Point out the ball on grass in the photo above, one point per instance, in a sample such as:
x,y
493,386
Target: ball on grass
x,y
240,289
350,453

## Problem description
Once you have read the listing, retype it in full, word for word.

## Result below
Point out the ball on grass in the photo above, one point per instance, in a sample such as:
x,y
493,386
Target: ball on grass
x,y
240,289
350,453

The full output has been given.